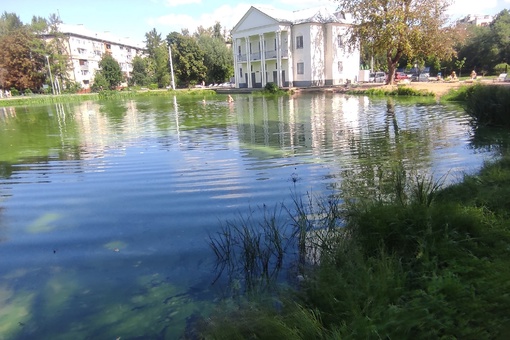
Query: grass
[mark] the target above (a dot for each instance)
(419, 261)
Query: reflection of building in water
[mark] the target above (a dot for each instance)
(298, 124)
(7, 112)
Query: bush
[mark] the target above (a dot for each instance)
(488, 105)
(501, 68)
(271, 88)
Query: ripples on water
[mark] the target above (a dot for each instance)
(106, 208)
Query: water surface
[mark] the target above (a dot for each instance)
(106, 207)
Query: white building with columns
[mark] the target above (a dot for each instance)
(293, 49)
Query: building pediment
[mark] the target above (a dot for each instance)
(255, 18)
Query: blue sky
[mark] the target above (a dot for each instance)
(133, 18)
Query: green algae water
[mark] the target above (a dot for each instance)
(106, 206)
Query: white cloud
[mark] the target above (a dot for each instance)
(226, 15)
(461, 8)
(175, 3)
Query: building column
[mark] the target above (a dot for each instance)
(236, 62)
(262, 60)
(279, 57)
(248, 61)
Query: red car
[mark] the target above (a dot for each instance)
(401, 76)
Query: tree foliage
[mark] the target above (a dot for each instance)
(158, 63)
(218, 58)
(486, 47)
(109, 74)
(187, 58)
(20, 64)
(139, 75)
(397, 28)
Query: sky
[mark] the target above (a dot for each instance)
(133, 18)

_ _ _ _

* [ACTIVITY] What is asked for is an exact copy of the lines above from the one containing "Query: reflection of building in water" through the one containing "Query: tree foliage", and only those.

* [ANSWER SPACE]
Query: reflection of building in water
[mark] the target above (a dot for each instance)
(298, 124)
(7, 112)
Query: bush
[mark] the target above (a dot for each instance)
(488, 105)
(501, 68)
(271, 88)
Query: ripples on water
[mark] the target above (a dot for each instance)
(106, 208)
Query: water surface
[mark] the target above (a dot for each instance)
(106, 207)
Query: white building with columns
[mark] the target above (a dot for each instance)
(293, 49)
Query: building pediment
[mark] the target above (a dot for each instance)
(255, 18)
Query: blue sky
[mark] the target above (a dot for each instance)
(133, 18)
Query: green algae water
[mark] the target above (a dot for each instance)
(106, 206)
Query: white cloud
[mark] the target above (a dot for each instance)
(226, 15)
(461, 8)
(175, 3)
Query: building column
[mark] the target above (a dot for each instance)
(236, 62)
(262, 60)
(279, 57)
(248, 61)
Query: red car
[mark] the target above (a dot for each instance)
(401, 76)
Query: tree foliage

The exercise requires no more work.